#### Task details:
Rename "Target" to "Object" everywhere in the entries below, and keep every other part of the lines unchanged.

** begin Given entries **

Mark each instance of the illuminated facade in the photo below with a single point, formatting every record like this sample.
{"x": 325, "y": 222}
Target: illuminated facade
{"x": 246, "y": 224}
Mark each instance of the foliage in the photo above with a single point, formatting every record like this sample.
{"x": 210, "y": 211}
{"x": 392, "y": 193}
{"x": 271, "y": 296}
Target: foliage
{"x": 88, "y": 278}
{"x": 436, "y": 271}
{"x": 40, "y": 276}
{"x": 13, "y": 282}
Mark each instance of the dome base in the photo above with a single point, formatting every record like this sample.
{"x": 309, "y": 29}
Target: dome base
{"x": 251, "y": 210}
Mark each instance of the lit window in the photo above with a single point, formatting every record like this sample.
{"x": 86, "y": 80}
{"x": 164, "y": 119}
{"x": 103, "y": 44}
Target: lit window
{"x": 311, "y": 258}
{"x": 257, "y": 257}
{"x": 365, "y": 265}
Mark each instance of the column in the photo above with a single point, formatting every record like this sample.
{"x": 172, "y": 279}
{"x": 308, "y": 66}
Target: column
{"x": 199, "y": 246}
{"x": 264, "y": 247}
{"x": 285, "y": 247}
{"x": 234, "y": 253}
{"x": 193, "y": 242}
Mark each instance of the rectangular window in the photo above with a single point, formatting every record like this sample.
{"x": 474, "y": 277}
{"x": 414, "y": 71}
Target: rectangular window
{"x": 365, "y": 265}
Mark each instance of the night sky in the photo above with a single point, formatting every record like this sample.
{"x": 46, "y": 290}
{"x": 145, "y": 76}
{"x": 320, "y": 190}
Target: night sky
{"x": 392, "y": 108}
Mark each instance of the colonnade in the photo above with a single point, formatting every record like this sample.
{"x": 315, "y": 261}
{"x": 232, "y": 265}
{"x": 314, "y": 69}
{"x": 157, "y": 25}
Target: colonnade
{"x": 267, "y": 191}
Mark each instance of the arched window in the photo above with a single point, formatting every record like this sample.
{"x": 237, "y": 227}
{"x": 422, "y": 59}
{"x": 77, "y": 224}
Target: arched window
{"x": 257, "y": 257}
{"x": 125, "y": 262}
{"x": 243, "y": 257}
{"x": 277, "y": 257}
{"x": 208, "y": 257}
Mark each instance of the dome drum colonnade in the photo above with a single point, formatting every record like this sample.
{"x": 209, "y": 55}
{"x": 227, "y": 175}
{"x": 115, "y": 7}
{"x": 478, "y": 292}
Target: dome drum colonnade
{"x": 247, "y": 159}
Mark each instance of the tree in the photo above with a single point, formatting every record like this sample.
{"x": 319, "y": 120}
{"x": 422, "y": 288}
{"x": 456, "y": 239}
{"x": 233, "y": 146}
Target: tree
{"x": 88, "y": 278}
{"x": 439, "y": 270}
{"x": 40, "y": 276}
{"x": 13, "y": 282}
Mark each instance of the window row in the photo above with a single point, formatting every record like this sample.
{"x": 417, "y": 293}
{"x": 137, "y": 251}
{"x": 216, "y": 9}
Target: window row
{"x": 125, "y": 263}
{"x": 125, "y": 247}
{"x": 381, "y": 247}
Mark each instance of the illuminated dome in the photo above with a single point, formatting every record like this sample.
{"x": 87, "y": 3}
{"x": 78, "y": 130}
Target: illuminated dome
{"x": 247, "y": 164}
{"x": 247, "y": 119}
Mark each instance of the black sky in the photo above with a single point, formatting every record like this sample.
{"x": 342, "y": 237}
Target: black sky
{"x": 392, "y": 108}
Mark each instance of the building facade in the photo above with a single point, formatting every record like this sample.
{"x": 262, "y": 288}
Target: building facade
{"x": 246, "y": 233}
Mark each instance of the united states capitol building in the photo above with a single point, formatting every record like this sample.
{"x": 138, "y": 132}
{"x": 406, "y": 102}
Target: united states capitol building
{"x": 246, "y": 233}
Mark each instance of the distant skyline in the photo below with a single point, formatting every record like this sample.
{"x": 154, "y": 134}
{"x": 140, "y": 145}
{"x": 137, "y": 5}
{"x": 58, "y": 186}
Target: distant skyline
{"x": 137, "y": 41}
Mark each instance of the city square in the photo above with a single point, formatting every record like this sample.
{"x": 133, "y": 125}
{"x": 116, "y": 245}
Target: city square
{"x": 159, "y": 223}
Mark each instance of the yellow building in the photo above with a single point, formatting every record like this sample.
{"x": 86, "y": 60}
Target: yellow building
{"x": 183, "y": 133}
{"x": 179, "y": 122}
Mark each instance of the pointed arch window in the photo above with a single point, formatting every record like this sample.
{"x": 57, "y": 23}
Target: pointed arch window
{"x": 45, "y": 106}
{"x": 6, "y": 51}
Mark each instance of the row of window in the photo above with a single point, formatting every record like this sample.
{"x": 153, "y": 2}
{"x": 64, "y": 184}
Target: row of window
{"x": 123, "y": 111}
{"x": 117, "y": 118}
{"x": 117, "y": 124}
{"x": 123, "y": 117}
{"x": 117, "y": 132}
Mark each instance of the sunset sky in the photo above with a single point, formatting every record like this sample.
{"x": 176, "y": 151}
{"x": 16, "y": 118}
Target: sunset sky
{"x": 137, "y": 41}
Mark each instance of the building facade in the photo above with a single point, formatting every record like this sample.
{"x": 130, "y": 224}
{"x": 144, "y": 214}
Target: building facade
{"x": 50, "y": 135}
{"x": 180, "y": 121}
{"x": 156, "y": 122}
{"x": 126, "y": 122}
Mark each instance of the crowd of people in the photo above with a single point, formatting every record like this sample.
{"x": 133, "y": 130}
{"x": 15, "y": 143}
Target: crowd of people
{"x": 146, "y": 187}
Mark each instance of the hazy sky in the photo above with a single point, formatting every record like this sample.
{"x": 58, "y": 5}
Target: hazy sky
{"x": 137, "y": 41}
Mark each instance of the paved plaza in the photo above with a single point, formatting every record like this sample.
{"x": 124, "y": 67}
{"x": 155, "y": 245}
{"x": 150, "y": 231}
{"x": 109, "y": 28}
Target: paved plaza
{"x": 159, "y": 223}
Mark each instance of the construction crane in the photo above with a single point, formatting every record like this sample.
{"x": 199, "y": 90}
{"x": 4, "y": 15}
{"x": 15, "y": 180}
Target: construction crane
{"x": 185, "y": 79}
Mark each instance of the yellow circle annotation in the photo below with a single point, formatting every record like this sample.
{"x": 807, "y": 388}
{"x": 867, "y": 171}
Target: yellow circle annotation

** end Given entries **

#### Full response:
Mark each instance of the illuminated facade in the photo below with a single point, formatting every record like this sample.
{"x": 325, "y": 222}
Object: illuminated facade
{"x": 246, "y": 224}
Mark each instance of the foliage in the photo above with a single point, formatting every record like this sample.
{"x": 210, "y": 211}
{"x": 392, "y": 193}
{"x": 271, "y": 296}
Object: foliage
{"x": 88, "y": 278}
{"x": 436, "y": 271}
{"x": 40, "y": 276}
{"x": 13, "y": 282}
Mark each instance of the dome base in the photo above with a single point, formatting every record like this sample.
{"x": 309, "y": 29}
Object: dome base
{"x": 251, "y": 210}
Mark each instance of the lit window in the photo above with a single point, formatting every record like this sample.
{"x": 86, "y": 80}
{"x": 164, "y": 119}
{"x": 103, "y": 44}
Object: lit window
{"x": 311, "y": 258}
{"x": 257, "y": 257}
{"x": 365, "y": 265}
Mark each instance of the column in the photo above with a single point, formatting every record like this sample.
{"x": 172, "y": 279}
{"x": 308, "y": 66}
Object: column
{"x": 199, "y": 246}
{"x": 264, "y": 247}
{"x": 285, "y": 247}
{"x": 234, "y": 253}
{"x": 193, "y": 242}
Mark each instance of the rectangular window in the photo above with a single point, formatting every record like this sample.
{"x": 474, "y": 277}
{"x": 414, "y": 71}
Object: rectangular window
{"x": 365, "y": 265}
Mark each instance of the night sky in the photo above with a single point, formatting every record like this sample.
{"x": 46, "y": 290}
{"x": 145, "y": 76}
{"x": 320, "y": 190}
Object: night sky
{"x": 392, "y": 108}
Mark each instance of the colonnade in the photo above with a single point, formatting every record like this sample.
{"x": 315, "y": 261}
{"x": 232, "y": 265}
{"x": 314, "y": 69}
{"x": 157, "y": 25}
Object: colonnade
{"x": 267, "y": 191}
Mark each instance of the arched window in the photo above with a single point, formatting every record like this sample.
{"x": 237, "y": 227}
{"x": 422, "y": 59}
{"x": 77, "y": 224}
Object: arched window
{"x": 257, "y": 257}
{"x": 125, "y": 262}
{"x": 243, "y": 257}
{"x": 277, "y": 257}
{"x": 208, "y": 257}
Mark each instance of the dome drum colonnade in the photo above with a single point, formatting every record like this sample.
{"x": 209, "y": 55}
{"x": 227, "y": 175}
{"x": 115, "y": 7}
{"x": 478, "y": 292}
Object: dome drum colonnade
{"x": 247, "y": 159}
Mark each instance of the tree in the photo above with a single point, formatting every record like this sample.
{"x": 319, "y": 120}
{"x": 422, "y": 288}
{"x": 456, "y": 239}
{"x": 233, "y": 146}
Object: tree
{"x": 88, "y": 278}
{"x": 439, "y": 270}
{"x": 40, "y": 276}
{"x": 13, "y": 282}
Mark each instance of the window row in the photo above with a single point, formatting every record like this sample.
{"x": 417, "y": 293}
{"x": 137, "y": 251}
{"x": 216, "y": 9}
Object: window row
{"x": 125, "y": 263}
{"x": 125, "y": 247}
{"x": 381, "y": 247}
Mark each instance of the illuminated dome in the photo above with a single point, formatting every record like this sample.
{"x": 87, "y": 3}
{"x": 78, "y": 130}
Object: illuminated dome
{"x": 247, "y": 164}
{"x": 247, "y": 119}
Mark each instance of the black sky in the photo above with a single point, formatting every record like this sample.
{"x": 342, "y": 237}
Object: black sky
{"x": 392, "y": 108}
Mark each instance of the building facade in the photo above with a single point, formatting every record like this sample.
{"x": 262, "y": 288}
Object: building facade
{"x": 246, "y": 233}
Mark each instance of the united states capitol building in the photo above with a single point, formatting every record like this sample.
{"x": 138, "y": 132}
{"x": 406, "y": 102}
Object: united states capitol building
{"x": 246, "y": 233}
Mark each instance of the distant skyline in the photo below with a single point, formatting every record like this sample.
{"x": 154, "y": 134}
{"x": 140, "y": 145}
{"x": 137, "y": 5}
{"x": 58, "y": 186}
Object: distant skyline
{"x": 137, "y": 41}
Mark each instance of the city square in the photo above with a single point, formatting every record like this sample.
{"x": 133, "y": 125}
{"x": 116, "y": 245}
Object: city square
{"x": 159, "y": 223}
Mark each instance of the yellow building in the photo above with a single point, formatting every record like this sample.
{"x": 86, "y": 60}
Object: yellow building
{"x": 183, "y": 133}
{"x": 179, "y": 122}
Mark each instance of the pointed arch window in the photo above with a single point, formatting every record like this sample.
{"x": 57, "y": 23}
Object: pointed arch window
{"x": 45, "y": 106}
{"x": 6, "y": 51}
Mark each instance of the row of window in the photo above with a single point, formatting every record like this sample.
{"x": 153, "y": 2}
{"x": 64, "y": 184}
Object: row of window
{"x": 123, "y": 111}
{"x": 117, "y": 118}
{"x": 117, "y": 124}
{"x": 123, "y": 117}
{"x": 117, "y": 132}
Mark each instance of the sunset sky in the photo above with a single point, formatting every record like this sample.
{"x": 176, "y": 151}
{"x": 16, "y": 118}
Object: sunset sky
{"x": 137, "y": 41}
Mark each instance of the building facade in the photo above with a single point, formatting every record like this sample.
{"x": 130, "y": 224}
{"x": 144, "y": 214}
Object: building facade
{"x": 50, "y": 135}
{"x": 180, "y": 121}
{"x": 156, "y": 122}
{"x": 126, "y": 122}
Mark each instance of the crowd of people in the photo above with a single point, formatting every record like this sample.
{"x": 133, "y": 130}
{"x": 15, "y": 143}
Object: crowd of people
{"x": 146, "y": 187}
Mark each instance of the hazy sky in the photo above with a single point, formatting every record like this sample.
{"x": 58, "y": 5}
Object: hazy sky
{"x": 137, "y": 41}
Mark each instance of the paved plaza in the photo above with a single point, formatting every record like this sample.
{"x": 124, "y": 67}
{"x": 155, "y": 245}
{"x": 150, "y": 231}
{"x": 109, "y": 28}
Object: paved plaza
{"x": 159, "y": 223}
Mark each instance of the construction crane in the photo above with a single point, formatting every record like this sample.
{"x": 199, "y": 90}
{"x": 4, "y": 15}
{"x": 15, "y": 180}
Object: construction crane
{"x": 185, "y": 79}
Mark each instance of the yellow circle annotation in the photo below with a single point, formatting every record like this sample.
{"x": 807, "y": 388}
{"x": 867, "y": 171}
Object: yellow circle annotation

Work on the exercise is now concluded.